*Given request*. Rewrite the items below, substituting "corner points" for every occurrence of "vertices" and leaving everything else unchanged. Omit the pictures from your answer.

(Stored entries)
## start
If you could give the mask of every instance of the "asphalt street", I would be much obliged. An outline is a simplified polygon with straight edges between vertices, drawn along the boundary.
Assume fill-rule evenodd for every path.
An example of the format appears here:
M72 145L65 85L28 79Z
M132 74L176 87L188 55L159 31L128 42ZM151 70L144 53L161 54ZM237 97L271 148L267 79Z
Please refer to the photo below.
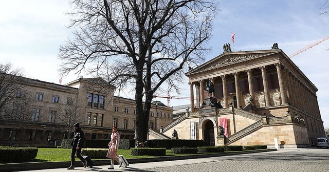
## end
*Solution*.
If you could give the mask of every instance of the "asphalt street", I would be much obliged. An outline is a simplified polygon with straight edges between corner points, drawn along the boundary.
Assume fill-rule evenodd for every path.
An example of the format appears here:
M72 145L65 85L28 79Z
M132 74L176 87L188 55L159 31L128 42ZM151 70L144 53L161 54ZM237 97L271 148L267 79Z
Please refer to the photo below.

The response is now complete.